§ **RECORDS SHOWN**:
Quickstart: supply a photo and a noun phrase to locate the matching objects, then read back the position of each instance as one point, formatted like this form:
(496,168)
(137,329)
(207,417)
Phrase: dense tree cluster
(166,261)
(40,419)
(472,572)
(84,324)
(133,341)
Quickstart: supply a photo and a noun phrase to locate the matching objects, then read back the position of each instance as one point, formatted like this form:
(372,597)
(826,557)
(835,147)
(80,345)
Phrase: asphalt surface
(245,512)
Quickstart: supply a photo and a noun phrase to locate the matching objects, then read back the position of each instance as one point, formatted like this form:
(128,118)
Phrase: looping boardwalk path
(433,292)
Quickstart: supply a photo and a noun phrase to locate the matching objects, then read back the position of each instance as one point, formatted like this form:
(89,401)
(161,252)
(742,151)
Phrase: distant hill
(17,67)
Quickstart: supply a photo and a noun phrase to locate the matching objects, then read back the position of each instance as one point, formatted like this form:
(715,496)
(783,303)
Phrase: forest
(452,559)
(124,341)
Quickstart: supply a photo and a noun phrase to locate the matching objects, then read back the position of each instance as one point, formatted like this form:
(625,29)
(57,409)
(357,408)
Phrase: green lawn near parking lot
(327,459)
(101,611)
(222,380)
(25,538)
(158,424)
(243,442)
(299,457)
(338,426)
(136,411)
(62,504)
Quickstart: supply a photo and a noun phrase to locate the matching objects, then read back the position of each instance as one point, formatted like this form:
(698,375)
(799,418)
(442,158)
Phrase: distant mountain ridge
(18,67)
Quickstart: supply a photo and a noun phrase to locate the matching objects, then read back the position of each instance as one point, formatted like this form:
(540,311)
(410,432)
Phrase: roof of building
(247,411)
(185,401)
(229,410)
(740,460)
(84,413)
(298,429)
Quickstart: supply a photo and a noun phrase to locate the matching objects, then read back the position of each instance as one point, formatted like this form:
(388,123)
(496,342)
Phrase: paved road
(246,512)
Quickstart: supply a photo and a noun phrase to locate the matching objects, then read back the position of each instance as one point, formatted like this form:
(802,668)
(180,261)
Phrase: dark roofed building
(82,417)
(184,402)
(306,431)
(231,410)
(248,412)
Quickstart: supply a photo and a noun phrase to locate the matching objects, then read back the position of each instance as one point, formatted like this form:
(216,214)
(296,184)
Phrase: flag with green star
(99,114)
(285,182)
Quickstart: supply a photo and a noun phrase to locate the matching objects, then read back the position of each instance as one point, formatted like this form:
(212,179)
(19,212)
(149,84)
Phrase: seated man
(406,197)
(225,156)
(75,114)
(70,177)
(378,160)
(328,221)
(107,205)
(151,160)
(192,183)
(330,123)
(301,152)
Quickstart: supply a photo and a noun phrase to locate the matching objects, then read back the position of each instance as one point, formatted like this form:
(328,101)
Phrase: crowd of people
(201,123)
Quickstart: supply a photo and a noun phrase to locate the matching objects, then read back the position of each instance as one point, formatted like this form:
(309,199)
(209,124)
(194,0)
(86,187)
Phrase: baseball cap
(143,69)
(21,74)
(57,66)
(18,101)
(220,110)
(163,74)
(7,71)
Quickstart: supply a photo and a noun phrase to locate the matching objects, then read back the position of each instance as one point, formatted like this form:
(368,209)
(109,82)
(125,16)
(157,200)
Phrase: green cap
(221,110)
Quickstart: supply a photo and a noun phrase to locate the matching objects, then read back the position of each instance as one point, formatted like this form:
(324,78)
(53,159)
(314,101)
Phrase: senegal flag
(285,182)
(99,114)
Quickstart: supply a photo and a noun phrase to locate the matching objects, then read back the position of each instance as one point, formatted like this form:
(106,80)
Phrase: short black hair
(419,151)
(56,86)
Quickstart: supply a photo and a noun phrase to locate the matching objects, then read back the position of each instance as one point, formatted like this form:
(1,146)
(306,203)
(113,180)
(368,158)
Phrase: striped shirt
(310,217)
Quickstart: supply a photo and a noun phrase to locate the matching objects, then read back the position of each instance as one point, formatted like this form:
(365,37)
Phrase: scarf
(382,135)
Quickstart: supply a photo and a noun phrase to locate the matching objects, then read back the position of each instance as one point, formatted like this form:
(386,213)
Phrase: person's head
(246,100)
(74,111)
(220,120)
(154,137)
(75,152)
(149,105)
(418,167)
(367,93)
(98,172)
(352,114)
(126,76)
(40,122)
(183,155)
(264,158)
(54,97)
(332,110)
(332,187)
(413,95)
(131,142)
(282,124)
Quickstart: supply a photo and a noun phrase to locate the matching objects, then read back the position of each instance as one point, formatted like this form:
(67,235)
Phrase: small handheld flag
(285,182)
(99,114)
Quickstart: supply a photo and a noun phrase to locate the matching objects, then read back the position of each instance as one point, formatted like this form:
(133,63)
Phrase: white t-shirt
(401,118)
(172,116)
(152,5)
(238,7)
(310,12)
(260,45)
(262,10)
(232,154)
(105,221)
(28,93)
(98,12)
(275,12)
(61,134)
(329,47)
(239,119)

§ **PROBLEM DESCRIPTION**: In your answer, repeat each of the records exactly.

§ **COMPLETED EXERCISE**:
Quickstart: supply a photo and a noun phrase to locate the matching objects, then read back the position of each instance as one point, formatted like this form:
(496,168)
(137,329)
(207,417)
Phrase: dense tree cluster
(166,261)
(40,419)
(472,572)
(84,324)
(133,341)
Quickstart: supply a photo and a noun phrase to locate the matching objects, then read back the position of each instance as one point, formatted like this form:
(372,597)
(826,557)
(835,147)
(80,345)
Phrase: asphalt surface
(245,512)
Quickstart: supply a photo and a noun phrase to locate the matching objects, then read back the position of each instance as one point, formatted like this form:
(128,118)
Phrase: looping boardwalk path
(433,292)
Quickstart: supply a photo and a noun phrase to locate the matching objects, then read back the position of each instance as one point, formatted like this form:
(89,401)
(161,252)
(742,151)
Phrase: distant hill
(17,67)
Quickstart: supply a photo and a noun phrase to locate the matching objects, then read back the position of each instance as one point, formatted like this form:
(715,496)
(783,303)
Phrase: forest
(452,559)
(124,341)
Quickstart: supply a photo and a noun phrase to locate the matching objects, then read back the position of each instance as one point, formatted like this form:
(625,29)
(57,409)
(357,408)
Phrase: green lawn near parking lot
(327,459)
(101,611)
(222,380)
(25,538)
(158,424)
(243,442)
(299,457)
(338,426)
(136,411)
(62,504)
Quickstart: supply a photo and a noun phrase to locate the matching objects, then read back the position of each instance as one point, formatted like this form:
(698,375)
(799,418)
(442,158)
Phrase: distant mountain ridge
(18,67)
Quickstart: supply a photo and a noun phrase to locate the matching objects, then read back the position of each instance as one point, formatted like this form:
(540,311)
(410,432)
Phrase: roof of building
(247,411)
(185,401)
(229,410)
(740,460)
(84,413)
(298,429)
Quickstart: supply a photo and a noun phrase to locate the matching objects, then read back the position of each instance as one point, formatted like this form:
(388,123)
(496,342)
Phrase: paved road
(246,512)
Quickstart: supply a photo and a noun phrase to locate the matching objects, then read back the position of each instance as one point, formatted like this form:
(802,668)
(180,261)
Phrase: dark roofed building
(82,417)
(184,402)
(306,431)
(231,410)
(248,412)
Quickstart: supply a photo and a noun phrase to locate the matching objects, then read back the position of each instance as one point, formatted like this form:
(216,214)
(296,184)
Phrase: flag with green star
(99,114)
(285,182)
Quickstart: supply a photo and a noun phrase to locate the matching objects, then read back the position of each instance as one point, formatted like this form:
(212,179)
(19,212)
(149,84)
Phrase: seated man
(406,197)
(225,156)
(75,114)
(70,177)
(378,160)
(328,221)
(107,205)
(151,160)
(192,183)
(330,123)
(301,152)
Quickstart: supply a photo and a noun phrase to locate the matching objects, then read back the position of each instance as one point, formatted like this form:
(328,101)
Phrase: crowd of people
(201,123)
Quickstart: supply a photo and a noun phrase to locate the matching objects, then read back the position of each instance as one point, formatted like this form:
(309,199)
(209,124)
(194,0)
(86,187)
Phrase: baseball cap
(143,69)
(21,74)
(57,66)
(18,101)
(220,110)
(163,74)
(7,71)
Quickstart: supply a photo and a noun phrase to locate the matching objects, then read back the position of each instance as one point, formatted like this form:
(368,209)
(109,82)
(125,16)
(157,200)
Phrase: green cap
(221,110)
Quickstart: supply a photo and a noun phrase to locate the matching objects, then read back the position of each instance as one point, formatted like this form:
(324,78)
(53,159)
(314,101)
Phrase: senegal flag
(285,182)
(99,114)
Quickstart: supply a photo and a noun phrase to locate the matching objects, then read back the position of each instance as one point, formatted like this form:
(106,80)
Phrase: short black hair
(419,151)
(56,86)
Quickstart: supply a photo and a noun phrase to locate the matching objects, then read back the position of each instance as one point, formatted like this form:
(1,146)
(306,203)
(113,180)
(368,158)
Phrase: striped shirt
(310,217)
Quickstart: supply a photo and a noun phrase to locate the matching objects, then read back the position of each instance as one point, formatted like this form:
(365,37)
Phrase: scarf
(382,135)
Quickstart: supply a photo and a noun phrase to locate the matching objects, then read back the position of each instance as one point, formatted like this form:
(386,213)
Phrase: person's head
(246,100)
(74,111)
(220,120)
(154,137)
(75,152)
(149,105)
(418,167)
(367,93)
(98,172)
(352,114)
(126,76)
(40,122)
(183,155)
(264,158)
(54,97)
(332,110)
(332,187)
(413,95)
(131,142)
(282,124)
Quickstart: supply a photo and a noun phrase to locate the matching objects, then read back the position of each instance as one point, formatted like this form:
(67,235)
Phrase: small handheld flag
(285,182)
(99,114)
Quickstart: supply a photo and a noun phrase to locate the matching objects, then read back the position of each instance as one point, formatted like this form:
(133,63)
Phrase: white t-shirt
(401,118)
(172,116)
(152,5)
(238,7)
(310,12)
(260,45)
(262,10)
(232,154)
(105,221)
(28,93)
(98,12)
(275,12)
(61,134)
(329,47)
(239,119)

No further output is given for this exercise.